◆ WHAT YOU WILL DO
Repeat every line from the line containing "[point] tree bark" to the end of the data, exactly. Leave the pictures out.

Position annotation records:

====

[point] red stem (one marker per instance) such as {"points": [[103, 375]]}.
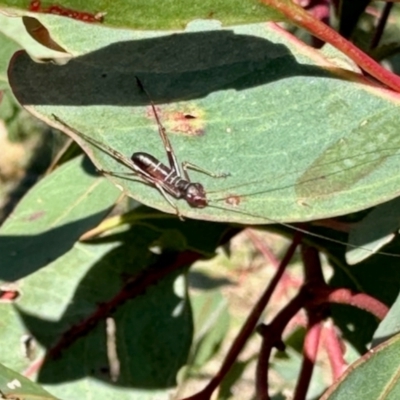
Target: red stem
{"points": [[334, 349], [248, 327], [298, 16], [310, 351]]}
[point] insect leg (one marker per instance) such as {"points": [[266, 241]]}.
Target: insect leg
{"points": [[173, 162], [187, 165]]}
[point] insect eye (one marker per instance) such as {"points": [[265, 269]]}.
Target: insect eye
{"points": [[196, 196]]}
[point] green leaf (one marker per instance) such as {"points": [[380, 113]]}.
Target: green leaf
{"points": [[373, 232], [51, 218], [153, 329], [389, 326], [301, 139], [152, 14], [375, 375], [16, 386]]}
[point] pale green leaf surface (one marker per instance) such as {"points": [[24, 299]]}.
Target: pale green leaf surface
{"points": [[153, 14], [17, 36], [211, 321], [153, 330], [52, 216], [300, 142], [16, 386], [375, 376]]}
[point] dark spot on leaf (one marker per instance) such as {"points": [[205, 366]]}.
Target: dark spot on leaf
{"points": [[185, 119]]}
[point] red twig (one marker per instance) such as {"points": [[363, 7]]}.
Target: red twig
{"points": [[303, 19], [346, 296], [248, 327], [310, 351], [334, 349]]}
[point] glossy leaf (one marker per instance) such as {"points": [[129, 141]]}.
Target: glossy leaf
{"points": [[51, 218], [301, 139]]}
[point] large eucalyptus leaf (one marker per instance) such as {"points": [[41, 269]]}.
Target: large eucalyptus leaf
{"points": [[301, 137]]}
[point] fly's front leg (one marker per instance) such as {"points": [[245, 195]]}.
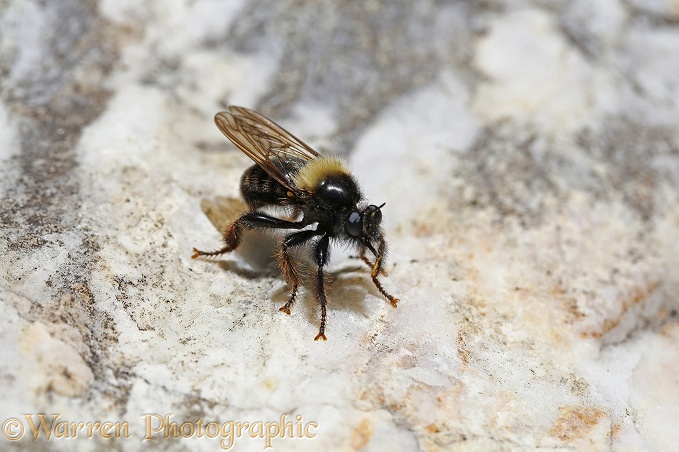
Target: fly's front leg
{"points": [[321, 257], [377, 269], [289, 267], [249, 220], [365, 259]]}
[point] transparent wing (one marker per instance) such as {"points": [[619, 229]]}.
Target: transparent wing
{"points": [[273, 148]]}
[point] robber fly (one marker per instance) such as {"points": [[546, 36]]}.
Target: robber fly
{"points": [[319, 190]]}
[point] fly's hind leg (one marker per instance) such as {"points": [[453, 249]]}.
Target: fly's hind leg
{"points": [[249, 220], [289, 266], [321, 257]]}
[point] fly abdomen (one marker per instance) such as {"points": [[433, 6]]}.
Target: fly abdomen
{"points": [[260, 189]]}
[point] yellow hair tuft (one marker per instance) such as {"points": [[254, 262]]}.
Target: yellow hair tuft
{"points": [[311, 174]]}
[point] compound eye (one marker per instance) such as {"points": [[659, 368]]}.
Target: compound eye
{"points": [[354, 224], [375, 215]]}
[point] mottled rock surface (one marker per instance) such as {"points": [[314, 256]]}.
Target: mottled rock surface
{"points": [[528, 155]]}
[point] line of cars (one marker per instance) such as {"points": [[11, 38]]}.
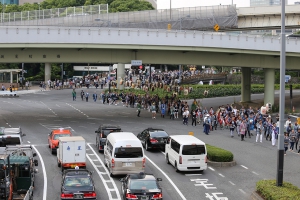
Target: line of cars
{"points": [[123, 154]]}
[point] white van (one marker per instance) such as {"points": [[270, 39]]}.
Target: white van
{"points": [[186, 153], [124, 154]]}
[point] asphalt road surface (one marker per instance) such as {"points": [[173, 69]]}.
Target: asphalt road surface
{"points": [[38, 113]]}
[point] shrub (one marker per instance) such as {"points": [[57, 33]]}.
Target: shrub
{"points": [[268, 190], [217, 154]]}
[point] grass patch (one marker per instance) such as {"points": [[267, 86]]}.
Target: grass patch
{"points": [[217, 154], [269, 191]]}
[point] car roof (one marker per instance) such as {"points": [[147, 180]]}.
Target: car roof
{"points": [[142, 176], [187, 139], [76, 172], [61, 131]]}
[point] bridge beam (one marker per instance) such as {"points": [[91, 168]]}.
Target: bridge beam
{"points": [[47, 72], [121, 75], [269, 86], [246, 85]]}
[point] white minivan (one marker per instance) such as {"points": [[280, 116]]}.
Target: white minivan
{"points": [[186, 153], [124, 154]]}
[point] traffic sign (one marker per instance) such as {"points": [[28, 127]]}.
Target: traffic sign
{"points": [[136, 62], [216, 27]]}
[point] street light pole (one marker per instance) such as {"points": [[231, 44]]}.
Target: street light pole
{"points": [[280, 155]]}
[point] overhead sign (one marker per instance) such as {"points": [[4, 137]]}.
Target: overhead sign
{"points": [[136, 62]]}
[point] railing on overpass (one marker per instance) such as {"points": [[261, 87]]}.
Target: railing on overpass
{"points": [[193, 18]]}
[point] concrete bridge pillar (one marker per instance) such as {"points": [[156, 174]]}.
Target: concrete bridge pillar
{"points": [[120, 76], [246, 85], [269, 86], [47, 72]]}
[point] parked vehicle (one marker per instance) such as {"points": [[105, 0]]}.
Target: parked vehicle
{"points": [[19, 163], [11, 136], [141, 186], [186, 153], [102, 133], [53, 138], [77, 184], [152, 138], [71, 152], [123, 154]]}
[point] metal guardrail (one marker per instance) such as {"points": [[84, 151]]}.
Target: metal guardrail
{"points": [[193, 18]]}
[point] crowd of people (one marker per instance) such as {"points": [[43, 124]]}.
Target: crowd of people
{"points": [[244, 123]]}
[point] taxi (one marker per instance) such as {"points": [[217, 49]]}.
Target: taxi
{"points": [[54, 135]]}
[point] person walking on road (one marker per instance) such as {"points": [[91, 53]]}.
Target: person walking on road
{"points": [[243, 129], [74, 95], [139, 106], [87, 96], [82, 94], [95, 96], [259, 131]]}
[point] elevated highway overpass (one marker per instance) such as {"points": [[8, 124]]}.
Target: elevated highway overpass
{"points": [[228, 17]]}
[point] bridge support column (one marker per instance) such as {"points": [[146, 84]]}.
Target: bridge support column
{"points": [[120, 76], [47, 72], [269, 86], [246, 85]]}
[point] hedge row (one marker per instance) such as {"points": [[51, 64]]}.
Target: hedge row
{"points": [[217, 154], [269, 191]]}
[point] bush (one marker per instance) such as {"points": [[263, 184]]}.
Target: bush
{"points": [[268, 190], [217, 154]]}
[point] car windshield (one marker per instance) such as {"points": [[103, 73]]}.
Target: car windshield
{"points": [[159, 134], [128, 152], [78, 182], [143, 185], [9, 141], [60, 135], [193, 150], [106, 132]]}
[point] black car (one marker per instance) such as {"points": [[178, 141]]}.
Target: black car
{"points": [[141, 186], [153, 138], [77, 184], [102, 132]]}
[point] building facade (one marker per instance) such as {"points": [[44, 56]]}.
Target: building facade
{"points": [[255, 3]]}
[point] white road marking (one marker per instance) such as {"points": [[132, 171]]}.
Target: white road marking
{"points": [[255, 173], [212, 169], [101, 177], [106, 170], [231, 183], [193, 174], [244, 166], [172, 183], [44, 173], [242, 191]]}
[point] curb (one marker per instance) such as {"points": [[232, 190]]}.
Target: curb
{"points": [[255, 196], [221, 164]]}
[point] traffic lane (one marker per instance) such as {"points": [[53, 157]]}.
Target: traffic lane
{"points": [[54, 176], [191, 184], [168, 192]]}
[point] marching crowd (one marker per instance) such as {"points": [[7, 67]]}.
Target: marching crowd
{"points": [[245, 122]]}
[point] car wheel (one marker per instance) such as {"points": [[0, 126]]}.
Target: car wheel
{"points": [[167, 159], [146, 147], [176, 169]]}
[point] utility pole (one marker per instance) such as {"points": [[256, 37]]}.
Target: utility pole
{"points": [[280, 155]]}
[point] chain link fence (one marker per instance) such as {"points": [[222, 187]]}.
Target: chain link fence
{"points": [[193, 18]]}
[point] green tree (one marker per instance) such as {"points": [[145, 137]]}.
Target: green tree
{"points": [[129, 5]]}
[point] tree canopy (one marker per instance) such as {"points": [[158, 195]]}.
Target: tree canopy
{"points": [[114, 5]]}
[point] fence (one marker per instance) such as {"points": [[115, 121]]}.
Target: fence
{"points": [[193, 18]]}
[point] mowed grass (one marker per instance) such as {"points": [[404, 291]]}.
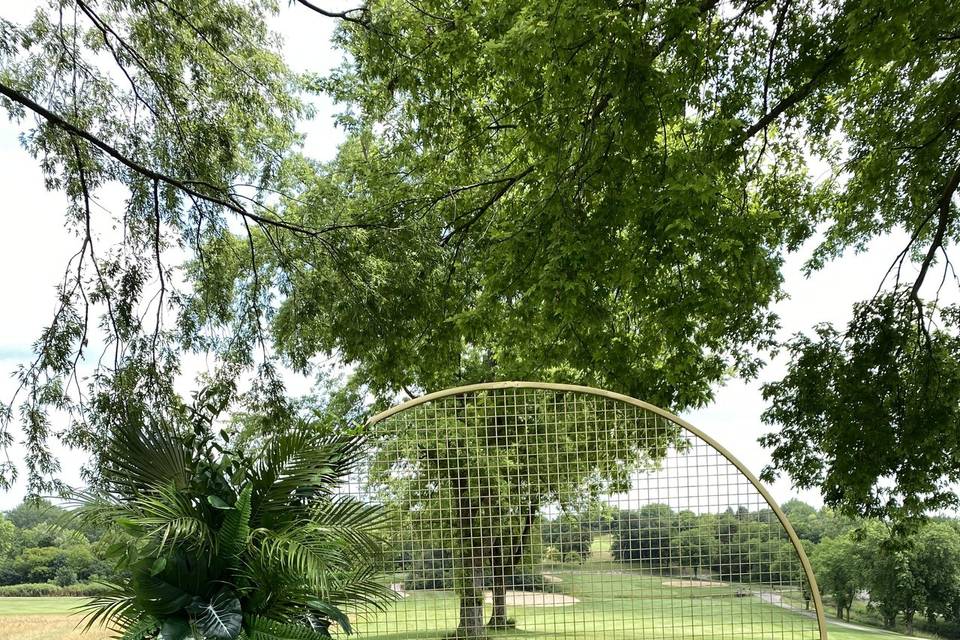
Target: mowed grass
{"points": [[43, 619], [612, 605]]}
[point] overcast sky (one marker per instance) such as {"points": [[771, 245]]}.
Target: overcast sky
{"points": [[34, 247]]}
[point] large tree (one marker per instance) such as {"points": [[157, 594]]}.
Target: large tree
{"points": [[473, 473], [594, 191]]}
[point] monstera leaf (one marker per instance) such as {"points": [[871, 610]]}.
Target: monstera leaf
{"points": [[218, 619]]}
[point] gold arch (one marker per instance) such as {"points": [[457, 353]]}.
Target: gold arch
{"points": [[774, 506]]}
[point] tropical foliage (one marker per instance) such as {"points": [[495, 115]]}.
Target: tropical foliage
{"points": [[595, 191], [218, 543]]}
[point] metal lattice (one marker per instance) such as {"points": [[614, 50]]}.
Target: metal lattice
{"points": [[547, 511]]}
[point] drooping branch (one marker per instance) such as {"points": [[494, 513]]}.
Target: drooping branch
{"points": [[189, 187], [342, 15], [793, 98], [943, 223]]}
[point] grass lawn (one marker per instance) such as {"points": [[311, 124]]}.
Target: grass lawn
{"points": [[611, 606]]}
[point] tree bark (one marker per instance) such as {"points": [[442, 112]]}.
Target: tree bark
{"points": [[498, 618]]}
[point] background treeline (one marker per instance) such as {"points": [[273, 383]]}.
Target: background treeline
{"points": [[41, 554], [866, 571]]}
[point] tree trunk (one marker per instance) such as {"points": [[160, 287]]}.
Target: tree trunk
{"points": [[498, 619], [471, 614]]}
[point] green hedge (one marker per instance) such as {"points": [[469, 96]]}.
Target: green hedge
{"points": [[40, 589]]}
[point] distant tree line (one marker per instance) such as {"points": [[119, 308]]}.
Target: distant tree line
{"points": [[910, 577], [38, 546]]}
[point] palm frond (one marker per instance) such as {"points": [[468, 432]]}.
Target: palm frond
{"points": [[235, 530], [115, 610], [360, 526], [298, 466], [292, 552], [144, 454], [139, 629], [260, 628], [168, 517]]}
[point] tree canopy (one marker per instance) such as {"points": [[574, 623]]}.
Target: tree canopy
{"points": [[596, 192]]}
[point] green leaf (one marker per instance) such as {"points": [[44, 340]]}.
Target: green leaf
{"points": [[233, 533], [158, 565], [333, 613], [176, 628], [219, 619], [218, 503]]}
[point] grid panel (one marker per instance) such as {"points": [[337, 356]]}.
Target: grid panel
{"points": [[542, 513]]}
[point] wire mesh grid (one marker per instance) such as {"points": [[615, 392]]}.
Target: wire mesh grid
{"points": [[543, 513]]}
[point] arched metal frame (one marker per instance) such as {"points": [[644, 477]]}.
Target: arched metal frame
{"points": [[774, 506]]}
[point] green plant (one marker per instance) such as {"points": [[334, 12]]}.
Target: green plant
{"points": [[220, 544]]}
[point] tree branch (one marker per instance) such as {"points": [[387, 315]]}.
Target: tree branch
{"points": [[794, 98], [226, 201], [943, 222], [342, 15]]}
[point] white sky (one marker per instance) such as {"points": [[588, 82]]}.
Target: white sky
{"points": [[34, 247]]}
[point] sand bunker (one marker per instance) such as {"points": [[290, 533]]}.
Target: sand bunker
{"points": [[534, 599], [690, 582]]}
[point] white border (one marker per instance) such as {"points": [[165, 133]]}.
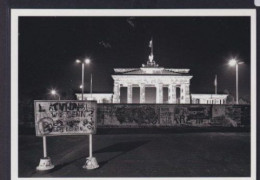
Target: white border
{"points": [[15, 13]]}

====

◆ TASK ANSWER
[point] tree bark (one marker per instance) such as {"points": [[442, 112]]}.
Target: tree bark
{"points": [[498, 618]]}
[point] background treeline (one marker per instance) such as {"points": [[273, 383]]}.
Target: background treeline
{"points": [[41, 554], [866, 571]]}
[point] tree trunk (one marker per instance) such as {"points": [[160, 287]]}.
Target: tree trunk
{"points": [[498, 619], [471, 614]]}
[point] green hedge (one marker per instance) such as {"points": [[469, 96]]}.
Target: green hedge
{"points": [[40, 589]]}
[point] distant tree line (one marker per instance) such as {"points": [[119, 308]]}.
Target: distant tree line
{"points": [[910, 577], [38, 546]]}
[point] palm frond (one marker per instance) such as {"points": [[468, 432]]}.
Target: palm frond
{"points": [[235, 530], [115, 610], [360, 526], [298, 466], [292, 552], [144, 454], [139, 629], [260, 628], [168, 517]]}
[point] tree canopy (one marker per instance) such as {"points": [[574, 623]]}.
Target: tree canopy
{"points": [[596, 192]]}
[point] green leaf (one marker per instance) such as {"points": [[44, 340]]}.
Target: green leaf
{"points": [[233, 533], [158, 565], [333, 613], [176, 628], [219, 619], [218, 503]]}
[point] grid panel (one marker per instance) such as {"points": [[337, 356]]}.
Target: grid panel
{"points": [[542, 513]]}
[point] wire mesh grid (one marker per instance) such as {"points": [[615, 392]]}.
Target: wire mesh grid
{"points": [[543, 513]]}
[point] arched metal frame (one marker per instance) such as {"points": [[644, 477]]}.
Target: arched metal frame
{"points": [[774, 506]]}
[point] green plant (one marker per instance) such as {"points": [[334, 12]]}.
Target: green plant
{"points": [[220, 544]]}
[point] tree branch (one marker per instance) such as {"points": [[387, 315]]}.
Target: tree branch
{"points": [[794, 98], [226, 201], [943, 222], [342, 15]]}
[point] white sky (one marker per instance) such as {"points": [[588, 82]]}.
Target: white sky
{"points": [[34, 247]]}
[point] sand bunker (one marker per instance) such as {"points": [[290, 533]]}.
Target: sand bunker
{"points": [[534, 599], [690, 582]]}
[point] white border (one marker per instance) such as {"points": [[165, 133]]}.
Target: white border
{"points": [[15, 13]]}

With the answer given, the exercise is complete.